▶ _Work to do_
Pick out every line in the records below that contains the word "post" and copy each of those lines in full. Letter case matters.

Saved entries
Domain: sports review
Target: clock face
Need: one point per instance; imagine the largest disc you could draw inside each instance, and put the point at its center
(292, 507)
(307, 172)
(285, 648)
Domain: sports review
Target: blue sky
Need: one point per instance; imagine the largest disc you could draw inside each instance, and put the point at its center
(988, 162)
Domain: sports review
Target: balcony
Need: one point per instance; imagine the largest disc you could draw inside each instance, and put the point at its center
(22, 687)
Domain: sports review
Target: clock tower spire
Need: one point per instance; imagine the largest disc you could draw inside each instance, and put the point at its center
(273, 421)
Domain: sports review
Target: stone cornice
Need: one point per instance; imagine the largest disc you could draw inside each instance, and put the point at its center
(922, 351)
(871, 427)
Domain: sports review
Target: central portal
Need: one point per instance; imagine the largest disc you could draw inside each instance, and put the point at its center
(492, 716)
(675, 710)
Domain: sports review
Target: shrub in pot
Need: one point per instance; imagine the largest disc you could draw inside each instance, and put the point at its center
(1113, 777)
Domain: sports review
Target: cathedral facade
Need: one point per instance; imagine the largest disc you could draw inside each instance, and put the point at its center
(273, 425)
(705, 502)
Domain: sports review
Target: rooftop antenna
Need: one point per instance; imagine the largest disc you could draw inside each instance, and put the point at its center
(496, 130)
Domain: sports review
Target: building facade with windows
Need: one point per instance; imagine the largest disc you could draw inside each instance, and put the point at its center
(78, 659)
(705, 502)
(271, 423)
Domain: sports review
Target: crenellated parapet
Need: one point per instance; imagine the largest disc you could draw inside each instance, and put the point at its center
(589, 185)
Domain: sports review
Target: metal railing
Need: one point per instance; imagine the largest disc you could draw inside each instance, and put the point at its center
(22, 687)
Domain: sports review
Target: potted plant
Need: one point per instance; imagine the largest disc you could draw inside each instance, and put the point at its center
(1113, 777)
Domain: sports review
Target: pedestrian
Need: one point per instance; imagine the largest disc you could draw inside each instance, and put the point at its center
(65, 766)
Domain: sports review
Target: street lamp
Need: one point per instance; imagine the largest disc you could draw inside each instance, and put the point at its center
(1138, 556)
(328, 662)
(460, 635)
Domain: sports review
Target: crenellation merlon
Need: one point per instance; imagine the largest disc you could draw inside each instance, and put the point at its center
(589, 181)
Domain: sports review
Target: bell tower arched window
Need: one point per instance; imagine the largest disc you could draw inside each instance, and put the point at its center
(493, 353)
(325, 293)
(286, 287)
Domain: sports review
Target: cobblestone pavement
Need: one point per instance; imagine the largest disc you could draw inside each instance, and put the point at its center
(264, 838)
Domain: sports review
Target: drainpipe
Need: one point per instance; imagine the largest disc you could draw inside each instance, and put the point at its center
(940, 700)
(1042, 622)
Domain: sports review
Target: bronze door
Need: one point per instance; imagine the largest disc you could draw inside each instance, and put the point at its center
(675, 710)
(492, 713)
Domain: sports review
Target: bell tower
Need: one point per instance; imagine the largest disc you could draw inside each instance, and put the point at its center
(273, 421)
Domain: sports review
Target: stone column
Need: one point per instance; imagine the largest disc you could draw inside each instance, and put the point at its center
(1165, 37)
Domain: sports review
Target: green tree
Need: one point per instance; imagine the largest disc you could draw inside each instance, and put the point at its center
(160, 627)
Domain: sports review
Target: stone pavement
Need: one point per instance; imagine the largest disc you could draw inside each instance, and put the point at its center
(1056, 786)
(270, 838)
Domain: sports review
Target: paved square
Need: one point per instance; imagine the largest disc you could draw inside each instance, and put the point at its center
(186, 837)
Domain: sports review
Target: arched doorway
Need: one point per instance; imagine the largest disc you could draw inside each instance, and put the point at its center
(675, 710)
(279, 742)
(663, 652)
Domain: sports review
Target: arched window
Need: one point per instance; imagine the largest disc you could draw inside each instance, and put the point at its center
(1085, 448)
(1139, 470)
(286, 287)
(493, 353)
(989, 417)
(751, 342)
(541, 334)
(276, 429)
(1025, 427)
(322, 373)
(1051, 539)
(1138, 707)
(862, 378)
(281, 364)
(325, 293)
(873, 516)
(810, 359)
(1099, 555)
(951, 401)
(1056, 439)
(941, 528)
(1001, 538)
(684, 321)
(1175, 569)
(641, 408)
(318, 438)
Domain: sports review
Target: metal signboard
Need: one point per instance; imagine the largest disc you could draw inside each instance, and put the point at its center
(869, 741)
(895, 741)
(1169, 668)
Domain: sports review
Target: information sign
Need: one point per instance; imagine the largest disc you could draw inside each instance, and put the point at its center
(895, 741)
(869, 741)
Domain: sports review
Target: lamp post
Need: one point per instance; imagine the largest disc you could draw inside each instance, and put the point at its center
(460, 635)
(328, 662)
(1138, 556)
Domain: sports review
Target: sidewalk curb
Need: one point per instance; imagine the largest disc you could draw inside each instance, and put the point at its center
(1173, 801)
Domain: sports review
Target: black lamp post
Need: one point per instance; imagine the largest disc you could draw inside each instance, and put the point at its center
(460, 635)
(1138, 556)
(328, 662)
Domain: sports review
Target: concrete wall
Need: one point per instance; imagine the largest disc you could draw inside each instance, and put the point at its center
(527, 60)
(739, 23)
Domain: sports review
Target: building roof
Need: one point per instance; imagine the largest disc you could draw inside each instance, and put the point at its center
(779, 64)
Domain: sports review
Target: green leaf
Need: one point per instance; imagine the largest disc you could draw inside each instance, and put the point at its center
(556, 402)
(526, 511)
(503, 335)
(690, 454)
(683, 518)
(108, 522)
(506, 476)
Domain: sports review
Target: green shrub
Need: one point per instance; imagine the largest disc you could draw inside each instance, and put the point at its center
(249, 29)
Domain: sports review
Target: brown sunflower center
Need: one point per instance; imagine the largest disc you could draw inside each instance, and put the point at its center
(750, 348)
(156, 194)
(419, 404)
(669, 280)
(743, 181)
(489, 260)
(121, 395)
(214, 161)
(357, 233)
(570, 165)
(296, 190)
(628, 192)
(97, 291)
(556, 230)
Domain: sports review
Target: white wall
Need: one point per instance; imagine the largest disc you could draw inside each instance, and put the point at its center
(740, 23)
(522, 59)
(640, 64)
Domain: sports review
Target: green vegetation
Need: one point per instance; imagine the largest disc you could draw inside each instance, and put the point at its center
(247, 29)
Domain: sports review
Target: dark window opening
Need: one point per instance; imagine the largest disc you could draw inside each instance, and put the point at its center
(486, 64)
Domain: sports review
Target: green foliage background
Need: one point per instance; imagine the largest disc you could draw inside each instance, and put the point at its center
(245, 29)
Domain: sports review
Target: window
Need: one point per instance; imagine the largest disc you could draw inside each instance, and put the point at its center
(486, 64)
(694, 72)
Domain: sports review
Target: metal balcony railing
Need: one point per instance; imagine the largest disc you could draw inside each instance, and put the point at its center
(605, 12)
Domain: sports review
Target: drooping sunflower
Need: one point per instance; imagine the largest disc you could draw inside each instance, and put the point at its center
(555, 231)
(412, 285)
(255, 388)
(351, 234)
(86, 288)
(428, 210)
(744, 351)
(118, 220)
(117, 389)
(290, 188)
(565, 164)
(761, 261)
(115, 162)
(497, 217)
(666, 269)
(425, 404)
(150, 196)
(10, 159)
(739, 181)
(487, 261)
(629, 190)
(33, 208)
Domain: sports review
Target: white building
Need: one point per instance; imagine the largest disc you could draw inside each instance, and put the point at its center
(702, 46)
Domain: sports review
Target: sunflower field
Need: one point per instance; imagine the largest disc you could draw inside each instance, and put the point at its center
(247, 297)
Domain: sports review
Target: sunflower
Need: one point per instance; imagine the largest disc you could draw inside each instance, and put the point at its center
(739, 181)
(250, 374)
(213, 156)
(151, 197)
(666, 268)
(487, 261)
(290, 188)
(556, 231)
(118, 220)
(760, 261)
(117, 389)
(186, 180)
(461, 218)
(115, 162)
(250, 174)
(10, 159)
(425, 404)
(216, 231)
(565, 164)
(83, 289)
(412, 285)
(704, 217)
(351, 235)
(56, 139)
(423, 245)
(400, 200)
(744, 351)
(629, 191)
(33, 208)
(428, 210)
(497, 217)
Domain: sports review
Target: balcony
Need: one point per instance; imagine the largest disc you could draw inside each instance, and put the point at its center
...
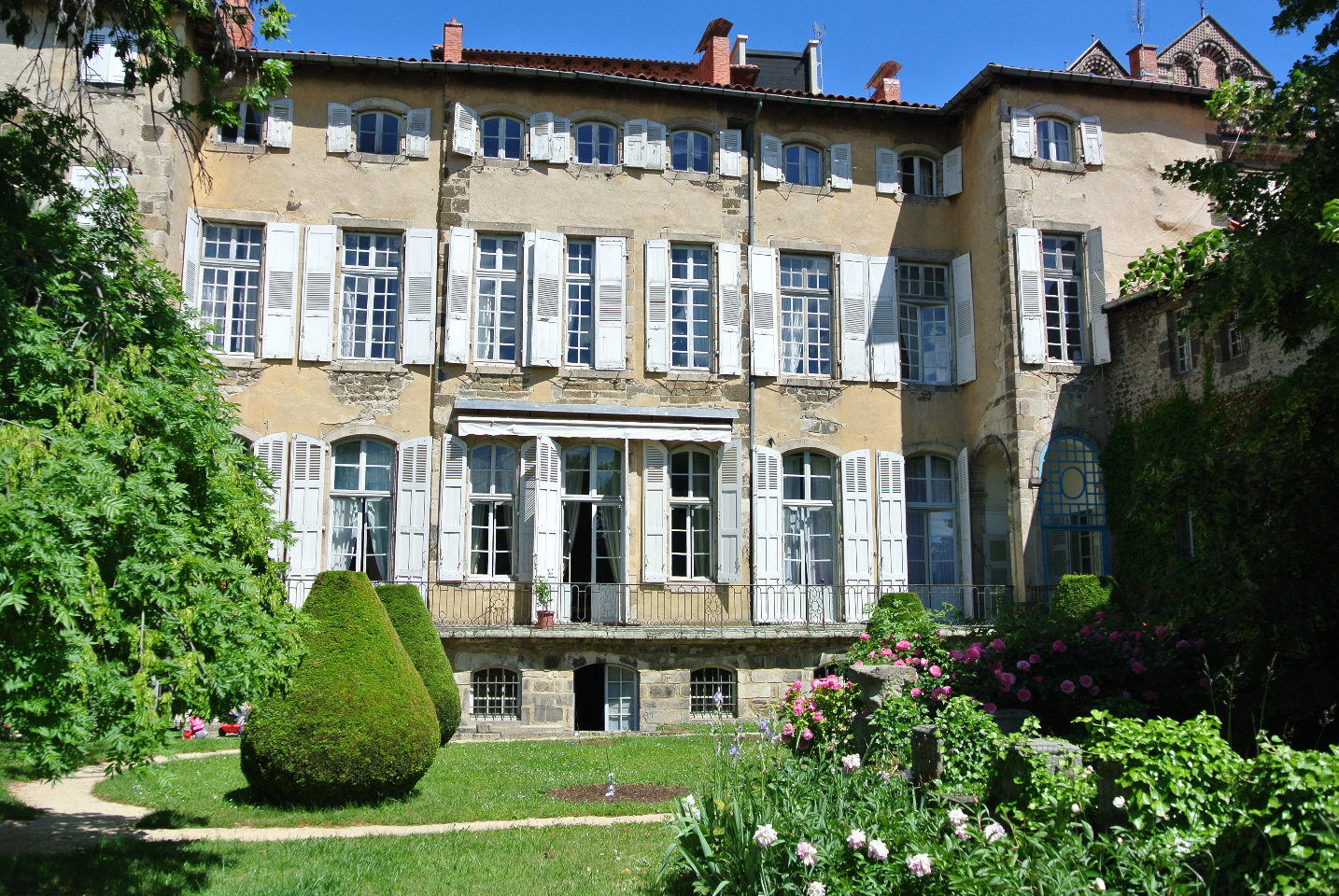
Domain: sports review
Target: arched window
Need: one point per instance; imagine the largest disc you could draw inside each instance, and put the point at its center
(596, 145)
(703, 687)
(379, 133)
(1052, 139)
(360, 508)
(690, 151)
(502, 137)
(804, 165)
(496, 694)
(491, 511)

▶ _Final answer_
Target: lamp post
Target: black lamp post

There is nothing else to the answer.